** EXERCISE INSTRUCTIONS **
a – In the contract terms, how much written notice must "we" give to terminate the Agreement at any time?
b – Please list every ground in the contract terms on which "we" may end the Agreement immediately by written notice.
c – Pick up the contract terms right after the last clause shown and write what follows.

** GIVEN PASSAGE **
────────────────────
12.2 Neither Party will be liable for Consequential Loss.  A Party’s liability under this Agreement will be reduced proportionately to the extent the relevant Liability was caused or contributed to by the acts or omissions of the other Party (or any of its Personnel). Our aggregate liability for any Liability arising from or in connection with this Agreement will be limited to us resupplying the Goods and/or Services to you or, in our sole discretion, to us repaying you the amount of the Price paid by you to us in respect of the supply of the relevant Goods and/or Services to which the Liability relates, to the maximum extent permitted by law.  
12.3 This clause 12 will survive the termination or expiry of this Agreement.


13. Termination

13.1 We may terminate this Agreement at any time by giving 30 days’ notice in writing to you.
13.2 This Agreement will terminate immediately upon written notice by:
(a) us, if:

(1) you (or any of your Personnel) breach any provision of this Agreement and that breach has not been remedied within 10 Business Days of being notified by us;

(2) you fail to provide us with clear or timely instructions or information to enable us to provide the Goods and/or Services;

(3) for any other reason outside our control which has the effect of compromising our ability to provide the Goods and/or Services; or

(4) you are unable to pay your debts as they fall due; and

(b) you, if we are in breach of a material term of this Agreement, and that breach has not been remedied within 10 Business Days.

13.3 Upon expiry or termination of this Agreement:
(a) we will immediately cease providing the Goods and/or Services;

(b) you agree that any payments made by you to us are not refundable to you, and you are to pay for all Goods and/or Services provided prior to termination, including Goods and/or Services which have been provided and have not yet been invoiced to you, and all other amounts due and payable under this Agreement;

(c) pursuant to clauses 13. 2(a)(1), (2) or (4), you also agree to pay us our additional costs arising from, or in connection with, such termination;

(d) you agree to grant us such rights of access to any premises where the Goods are located to allow us (or our Personnel) to immediately recover or repossess any Goods belonging to us; and

(e) you agree to promptly return (where possible), or delete or destroy (where not possible to return), our Confidential Information, Our Materials, and our Intellectual Property, and/or documents containing or relating to our Confidential Information, Our Materials and our Intellectual Property.

13.4 We will retain your documents (including copies) as required by law or regulatory requirements. Your express or implied agreement to this Agreement constitutes your authority for us to retain or destroy documents in accordance with the statutory periods, or on expiry or termination of this Agreement.
13.5 This clause 13 will survive the termination or expiry of this Agreement.


14. GST

14.1 If GST is payable on any supply made under this Agreement, the recipient of the supply must pay an amount equal to the GST payable on the supply.  That amount must be paid at the same time that the consideration is to be provided under this Agreement and must be paid in addition to the consideration expressed elsewhere in this Agreement, unless it is expressed to be inclusive of GST. The recipient is not required to pay any GST until the supplier issues a tax invoice for the supply.
14.2 If an adjustment event arises in respect of any supply made under this Agreement, a corresponding adjustment must be made between the supplier and the recipient in respect of any amount paid by the recipient under this clause, an adjustment note issued if required, and any payments to give effect to the adjustment must be made.
────────────────────
** GIVEN ENTRIES **
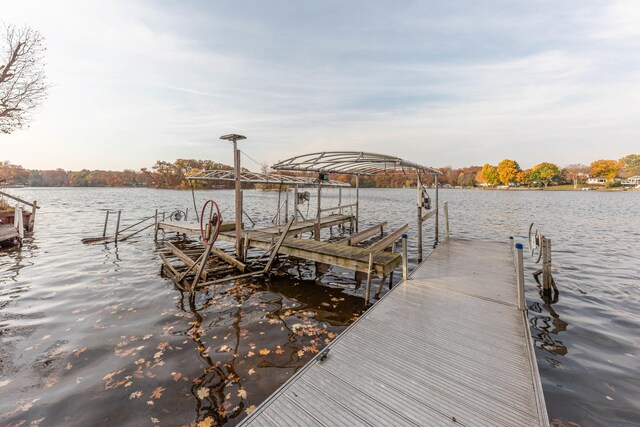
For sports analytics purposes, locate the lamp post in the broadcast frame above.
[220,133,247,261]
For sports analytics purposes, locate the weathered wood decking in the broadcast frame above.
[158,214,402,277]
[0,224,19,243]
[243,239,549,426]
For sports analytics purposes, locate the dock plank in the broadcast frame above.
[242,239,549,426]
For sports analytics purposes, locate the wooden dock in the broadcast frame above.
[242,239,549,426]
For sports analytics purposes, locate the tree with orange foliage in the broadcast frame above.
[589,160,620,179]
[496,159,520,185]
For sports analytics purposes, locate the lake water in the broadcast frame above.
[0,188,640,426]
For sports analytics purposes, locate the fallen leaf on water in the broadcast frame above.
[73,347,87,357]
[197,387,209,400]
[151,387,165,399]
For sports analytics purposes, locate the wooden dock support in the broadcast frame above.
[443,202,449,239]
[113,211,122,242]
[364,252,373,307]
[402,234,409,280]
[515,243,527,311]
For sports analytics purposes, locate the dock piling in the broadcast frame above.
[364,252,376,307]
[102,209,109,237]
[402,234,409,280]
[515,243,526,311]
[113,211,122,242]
────────────────────
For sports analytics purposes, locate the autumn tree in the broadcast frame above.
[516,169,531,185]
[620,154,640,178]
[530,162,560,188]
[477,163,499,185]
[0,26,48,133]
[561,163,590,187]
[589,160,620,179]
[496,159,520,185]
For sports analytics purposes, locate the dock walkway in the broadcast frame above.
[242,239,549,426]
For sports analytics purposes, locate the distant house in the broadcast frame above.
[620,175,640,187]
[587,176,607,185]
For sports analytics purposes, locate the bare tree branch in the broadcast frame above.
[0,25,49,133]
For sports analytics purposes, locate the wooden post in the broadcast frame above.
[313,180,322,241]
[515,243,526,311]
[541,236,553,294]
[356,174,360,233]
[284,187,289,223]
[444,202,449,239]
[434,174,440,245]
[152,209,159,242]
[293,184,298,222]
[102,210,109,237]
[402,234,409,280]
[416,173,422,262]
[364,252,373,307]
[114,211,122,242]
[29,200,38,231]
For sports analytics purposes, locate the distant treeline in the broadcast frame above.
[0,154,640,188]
────────────────────
** RESULTS OF THE TASKS **
a – 30 days' notice in writing.

b –
- You (or any of your Personnel) breach any provision of the Agreement, and the breach is not remedied within 10 Business Days of being notified by us.
- You fail to provide us with clear or timely instructions or information that would enable us to provide the Goods and/or Services.
- Any other reason outside our control compromises our ability to provide the Goods and/or Services.
- You are unable to pay your debts as they fall due.

c –
14.3 If the recipient is required under this Agreement to pay for or reimburse an expense or outgoing of the supplier, or is required to make a payment under an indemnity in respect of an expense or outgoing of the supplier, the amount to be paid by the recipient is to be reduced by the amount of any input tax credit in respect of that expense or outgoing that the supplier is entitled to.
14.4 The terms “adjustment event”, “consideration”, “GST”, “input tax credit”, “recipient”, “supplier”, “supply”, “taxable supply” and “tax invoice” each has the meaning which it is given in the A New Tax System (Goods and Services Tax) Act 1999 (Cth).


15. General

15.1 Privacy: We agree to comply with the legal requirements of the Australian Privacy Principles as set out in the Privacy Act 1988 (Cth) and any other applicable legislation or privacy guidelines.
15.2 Publicity: We can take and use photos of our Goods and/or Services. We may advertise or publicise the broad nature of our provision of the Goods and/or Services to you, including on our website or in our promotional material.  You can specifically revoke permission, in writing (including by email) for this.

15.3 Email: You agree that we are able to send electronic mail to you and receive electronic mail from you. You release us from any Liability as a result of any unauthorised copying, recording, reading or interference with that document or information after transmission, for any delay or non-delivery of any document or information and for any damage caused to your system or any files by a transfer.
15.4 Amendment: This Agreement may only be amended by written instrument executed by the Parties.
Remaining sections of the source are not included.